* Objetivo
Prolonga el discurso pronunciado en Gastromarketing a partir de su última frase.

* Texto dado

<<<<

He vivido durante 15 años en Málaga. Volví hace un año a Euskadi, donde nací. Y os aseguro que hoy estoy completamente desorientada. Ya no sé si volver supone hacerlo al norte o hacerlo al sur. Aún siento que en Málaga estoy en casa.
Así que para mí estar hoy en Gastromarketing es especial. También porque hace unos años yo estaba sentada ahí, no ahí exactamente, pero sí entre vosotros, escuchando a Maca de Castro, a Joan Roca, a Paco Nadal y ahora estoy a este lado. Además, estáis ahí físicamente, algo extraño porque en los últimos tres años todas las clases que he impartido y las conferencias y mesas en las que he participado han sido a través de una pantalla. Así que no solo estoy desorientada. También tengo vértigo.
A Esperanza Peláez, periodista y presentadora de esta y otras ediciones, le ha faltado una cosa. Y es algo que siempre meto en mi biografía cuando me la piden o que incluyo en cada uno de los perfiles con los que cuento en redes sociales. Y es que también soy madre.
No lo hago por reconocimiento. Veo en la audiencia a madres de hasta cuatro y seguramente lo hagan mucho mejor que yo. Tampoco es un aviso de que os voy a sacar las fotos de mi hijo durante nuestras últimas vacaciones (aunque sea muy gracioso) o el último dibujo que me ha hecho. Bueno esto sí.
Esta soy yo mientras trabajo, según él. Dice que me dedico a “escribir letras”.
Tiene 4 años. Entiendo que lo del centro es un teclado. La zona superior me parece sospechosa: quizá sea el resultado de 3 años de lactancia materna a demanda. Sin embargo, considero que eso es también gastronomía.

>>>>

* Ítems listados

<<<<

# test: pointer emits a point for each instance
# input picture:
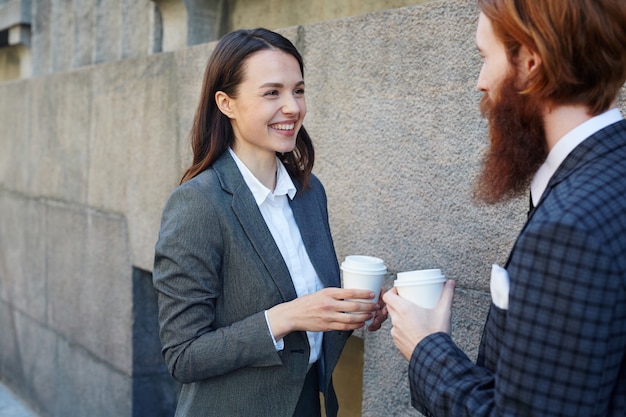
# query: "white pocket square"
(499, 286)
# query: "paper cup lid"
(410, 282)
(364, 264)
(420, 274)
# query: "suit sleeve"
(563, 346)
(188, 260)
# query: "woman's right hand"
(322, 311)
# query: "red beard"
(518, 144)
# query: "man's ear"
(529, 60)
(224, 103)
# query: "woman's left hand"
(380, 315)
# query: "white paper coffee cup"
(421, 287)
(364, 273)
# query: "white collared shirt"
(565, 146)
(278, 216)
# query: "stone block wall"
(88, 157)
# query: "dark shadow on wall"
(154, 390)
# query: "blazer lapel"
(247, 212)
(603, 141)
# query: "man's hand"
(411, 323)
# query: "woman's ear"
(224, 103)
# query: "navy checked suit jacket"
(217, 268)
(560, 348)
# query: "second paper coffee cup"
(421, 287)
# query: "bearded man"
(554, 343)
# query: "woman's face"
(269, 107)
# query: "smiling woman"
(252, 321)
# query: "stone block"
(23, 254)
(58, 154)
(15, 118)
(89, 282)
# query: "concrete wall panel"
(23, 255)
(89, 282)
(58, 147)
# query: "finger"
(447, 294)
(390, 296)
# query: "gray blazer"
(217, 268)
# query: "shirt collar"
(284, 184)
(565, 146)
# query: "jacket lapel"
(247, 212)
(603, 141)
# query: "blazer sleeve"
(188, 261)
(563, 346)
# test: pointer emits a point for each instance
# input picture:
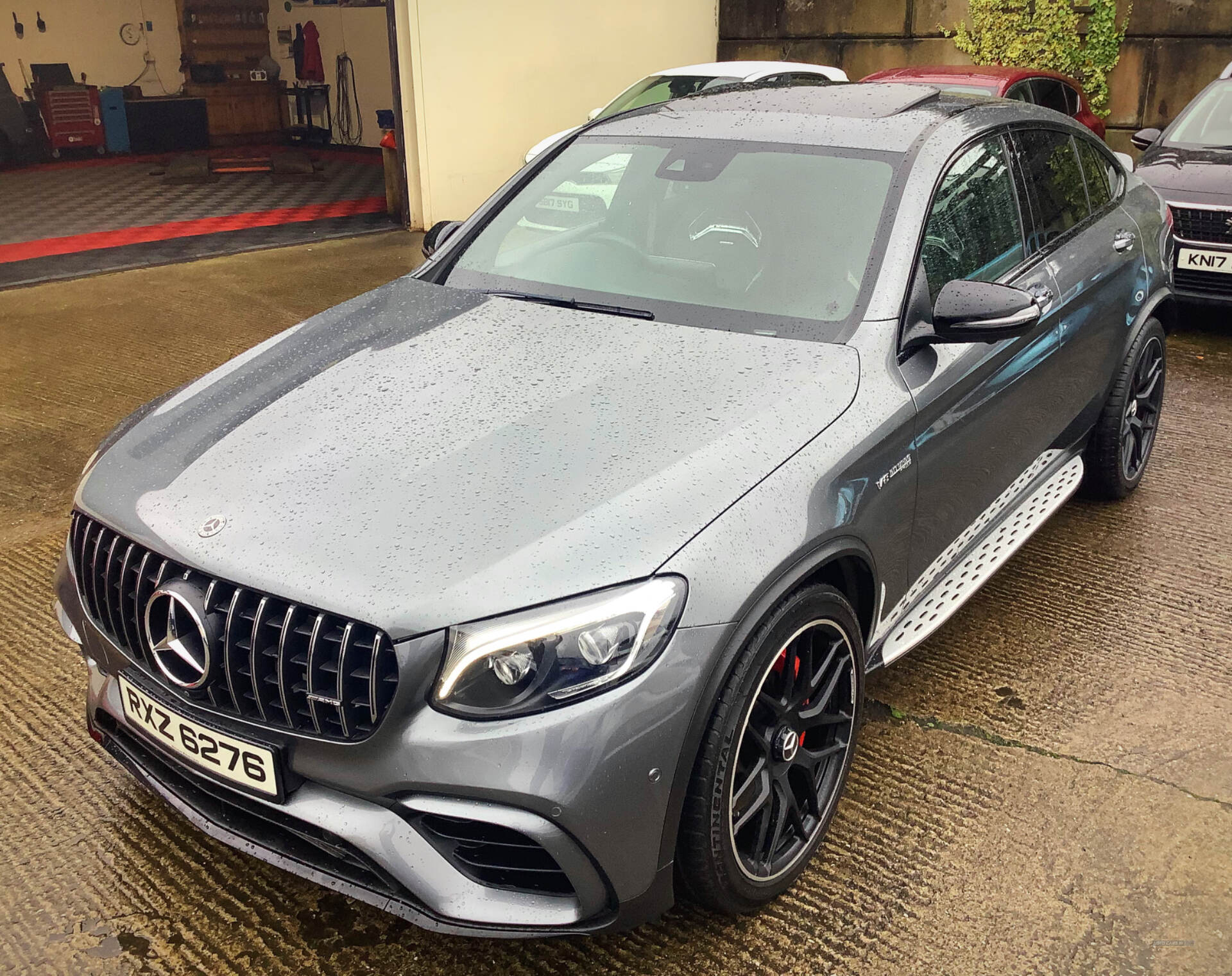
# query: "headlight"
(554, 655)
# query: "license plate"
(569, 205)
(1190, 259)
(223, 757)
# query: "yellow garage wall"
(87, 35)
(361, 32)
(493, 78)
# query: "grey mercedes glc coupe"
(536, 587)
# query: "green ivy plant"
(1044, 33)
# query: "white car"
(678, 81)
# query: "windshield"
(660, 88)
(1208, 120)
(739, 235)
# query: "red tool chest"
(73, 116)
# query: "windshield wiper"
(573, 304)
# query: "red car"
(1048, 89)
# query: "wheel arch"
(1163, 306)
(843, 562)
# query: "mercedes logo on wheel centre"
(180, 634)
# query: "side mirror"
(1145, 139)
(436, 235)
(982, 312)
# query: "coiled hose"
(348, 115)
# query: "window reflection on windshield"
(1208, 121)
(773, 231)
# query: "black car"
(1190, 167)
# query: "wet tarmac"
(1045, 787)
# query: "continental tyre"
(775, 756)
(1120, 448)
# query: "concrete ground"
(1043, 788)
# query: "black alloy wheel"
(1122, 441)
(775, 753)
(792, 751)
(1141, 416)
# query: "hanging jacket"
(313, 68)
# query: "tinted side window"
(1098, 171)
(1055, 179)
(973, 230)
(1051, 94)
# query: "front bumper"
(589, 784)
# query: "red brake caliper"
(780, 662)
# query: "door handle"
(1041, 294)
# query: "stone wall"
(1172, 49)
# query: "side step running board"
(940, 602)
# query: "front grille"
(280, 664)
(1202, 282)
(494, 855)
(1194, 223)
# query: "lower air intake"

>>>>
<<<<

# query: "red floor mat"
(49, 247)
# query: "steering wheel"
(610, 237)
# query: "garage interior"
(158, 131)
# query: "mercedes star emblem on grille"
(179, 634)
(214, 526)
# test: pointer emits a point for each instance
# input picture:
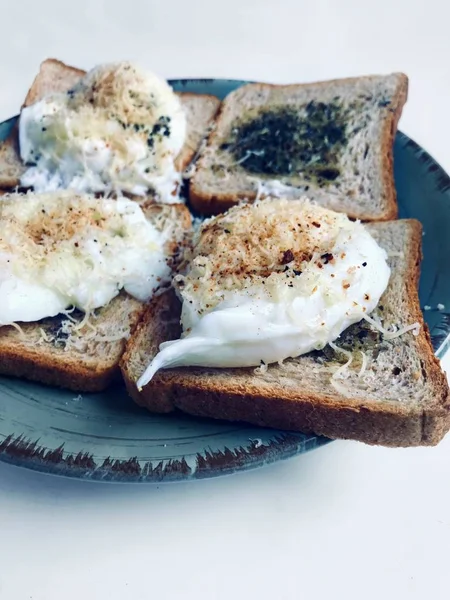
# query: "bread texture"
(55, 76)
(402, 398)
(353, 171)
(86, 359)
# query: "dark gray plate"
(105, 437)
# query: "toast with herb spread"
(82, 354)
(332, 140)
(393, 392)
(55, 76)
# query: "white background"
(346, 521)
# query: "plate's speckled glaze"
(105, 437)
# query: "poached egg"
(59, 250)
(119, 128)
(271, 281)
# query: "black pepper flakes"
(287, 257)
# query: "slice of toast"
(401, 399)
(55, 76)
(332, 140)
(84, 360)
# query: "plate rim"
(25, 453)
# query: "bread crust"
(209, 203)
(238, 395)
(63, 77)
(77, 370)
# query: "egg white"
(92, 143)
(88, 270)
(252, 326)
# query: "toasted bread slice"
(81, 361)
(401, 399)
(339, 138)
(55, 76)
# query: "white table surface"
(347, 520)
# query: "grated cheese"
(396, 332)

>>>>

* Respuesta
Todo lo que ha comentado Esperanza es lo que hago. Madre es lo que soy. ¿Y por qué os cuento esto? ¿Qué tiene que ver esto con la hostelería? Porque quiénes somos importa tanto como lo que hacemos. Y hasta hace poco, casi 710 días, porque hoy se cumplen 710 días desde aquel pandémico 14 de marzo de 2020, nos hemos empeñado en ocultarlo.
Seguro que habéis visto Tiempos modernos de Chaplin. Los gerentes de la empresa en la que trabaja Chaplin están testando una máquina que permite reducir el tiempo del almuerzo de los trabajadores. Les da de comer mientras ellos siguen produciendo en la cadena de montaje. Evidentemente, es un desastre.
Esa escena tiene muchísimas lecturas. Al ser humano se le ha convertido en un robot. Vemos que se ha eliminado el componente social del almuerzo. También el placer de comer, el ritual. Solo queda el alimento como fuente de energía para seguir trabajando.
Tampoco importa la elaboración de esos platos que alguien habrá preparado en una cocina también despersonalizada. No importa de dónde vengan los ingredientes, quién los haya cultivado. No importa quién los sirve, porque es una máquina. No importa quién come.
Era 1936 y eran tiempos modernos. Hasta hace 710 días.
Porque hace 710 días llegó el lobo y nos confinaron por primera vez. Llegó el lobo como lo llamaría la gastrónoma Mary Frances Kennedy Fisher. Ella, una de las primeras mujeres que hicieron literatura de la gastronomía, escribió durante la Segunda Guerra Mundial un libro que se llamó Cómo cocinar un lobo.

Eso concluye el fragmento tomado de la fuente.